--- start of Passage to read ---

Chambers provided in the valve body include various drillings to provide conduits
that enable pressures to be transmitted to various points inside the valve chamber
and for venting of chambers and installing pressure test points.
[0020] An inline control valve is installed between the inlet chamber (8) and the middle
chamber (48). The inline control valve consists of a fixed control valve seat (16)
fastened into the inlet chamber (8), and a valve plug, that consists of a control
element (4), a fixed cover (21), a pressure relieved control cylinder (20), a seal
(19), a cover (11) and a cam mechanism (described in more detail below). Control element
(4) is held in place by a ring (3) that is fixed to the middle chamber by number of
screws or other fasteners (23).
[0021] The cam mechanism consists of a first, inline shaft assembly (14, 15, 28), a cam
(24), bearings (51, 52) and a second, perpendicular shaft (2). The inline shaft is
sealed by the lip-seal (12) which prevents water from entering the control element
(4). Movement of the inline shaft assembly (14, 15, 28) is guided by a guide (29)

--- end of Passage to read ---

• **Stated goal A**:
Update the inline control valve passage from "fastened into the" up to and including "a guide (29)", changing "cam mechanism" to "cam assembly".
• **Stated goal B**:
Continue the passage on the inline control valve from the point where it stops.
The listing after this passage has nothing to do with it.

--- start of Information supplied ---

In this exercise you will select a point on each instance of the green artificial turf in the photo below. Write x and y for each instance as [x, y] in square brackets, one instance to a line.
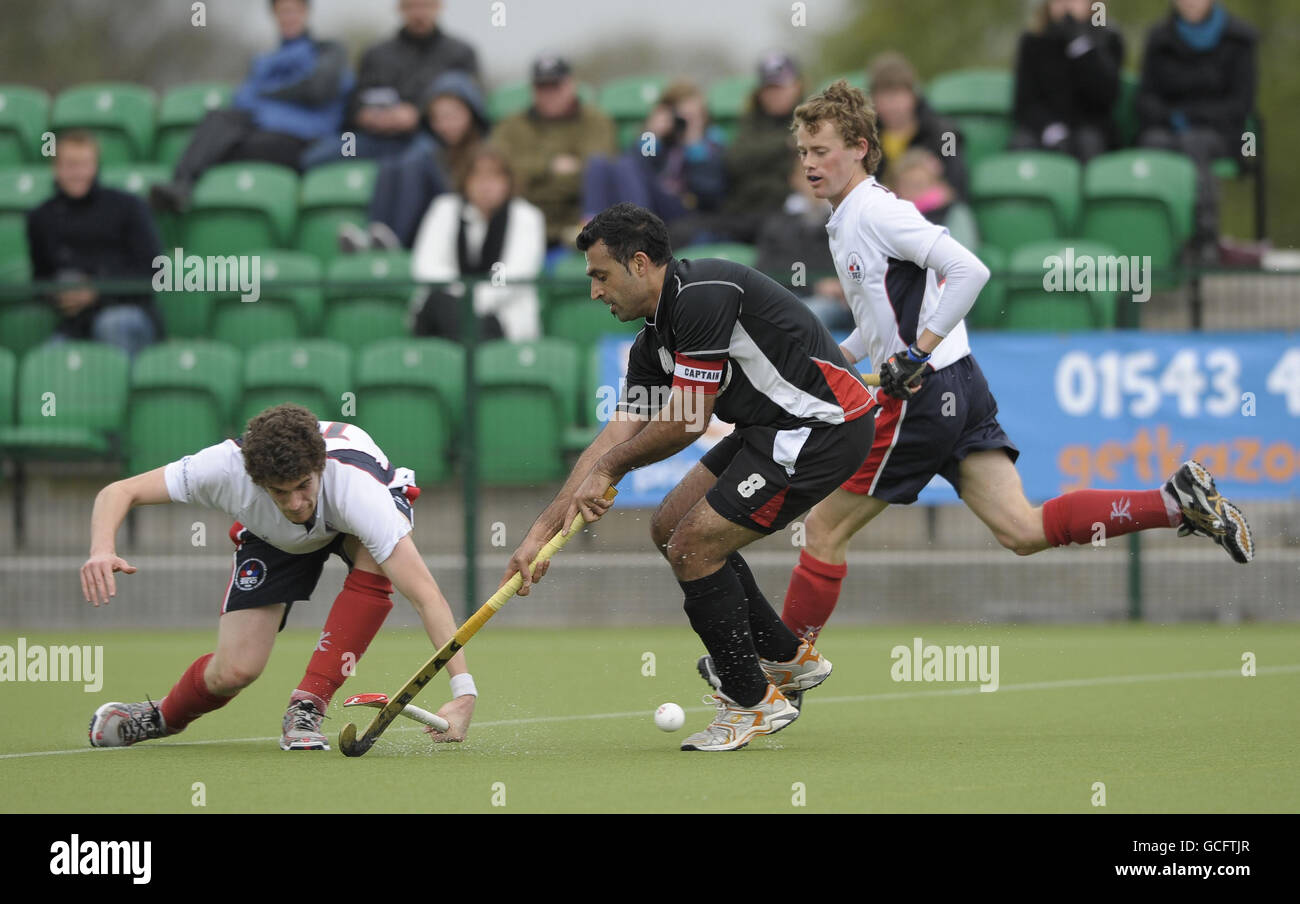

--- end of Information supplied ---

• **Exercise answer A**:
fastened into the inlet chamber (8), and a valve plug, that consists of a control
element (4), a fixed cover (21), a pressure relieved control cylinder (20), a seal
(19), a cover (11) and a cam assembly (described in more detail below). Control element
(4) is held in place by a ring (3) that is fixed to the middle chamber by number of
screws or other fasteners (23).
[0021] The cam assembly consists of a first, inline shaft assembly (14, 15, 28), a cam
(24), bearings (51, 52) and a second, perpendicular shaft (2). The inline shaft is
sealed by the lip-seal (12) which prevents water from entering the control element
(4). Movement of the inline shaft assembly (14, 15, 28) is guided by a guide (29)

• **Exercise answer B**:
and a fixed cover (21). An end of the perpendicular shaft (2) protrudes outside the
middle chamber wall (48), the end is shaped so that a rotational actuator (50) can
be operably connected to it. Rotation of the actuator (50) in turn rotates the perpendicular
shaft (2) and this motion is transferred, via the cam, into an inline displacement
of inline shaft assembly (14, 15, 28), Since the control cylinder (20), cover (11)
and inline shaft assembly (14, 15, 28) are fixed together by a number of screws (10,
13), they move together in an axial direction along the valve chamber opening and
closing the gap between control valve seat (16) and cover (11) as required thereby
controlling the flow of fluid through the control valve.
[0022] Between the actuator (50) and the perpendicular shaft (2) is shown an optional stroke
limitation mechanism (49). By turning the adjustment screw one can limit the angle
of actuator movement. This way also the stroke of the inline shaft assembly (14, 15,
28) is limited, and thus the opening of the control valve is limited.
[0023] Downstream of the control valve there is an inline differential pressure controller.
Centred inside the outlet chamber (46) there is star shaped valve plug, which consists
of a differential star (44), a seal (42) and a cover (43) assembled together by number
of screws (45). The star is held in place by a ring (39) that is fixed to the outlet
chamber by a number of screws (40)
[0024] Inside the middle chamber (48) there is a ring shaped diaphragm (32). The outer edge
of the diaphragm (32) is fixed to the middle chamber by a diaphragm ring (31) and
a plurality of screws (47), while the inner edge is fixed to the middle chamber by
a funnel (35).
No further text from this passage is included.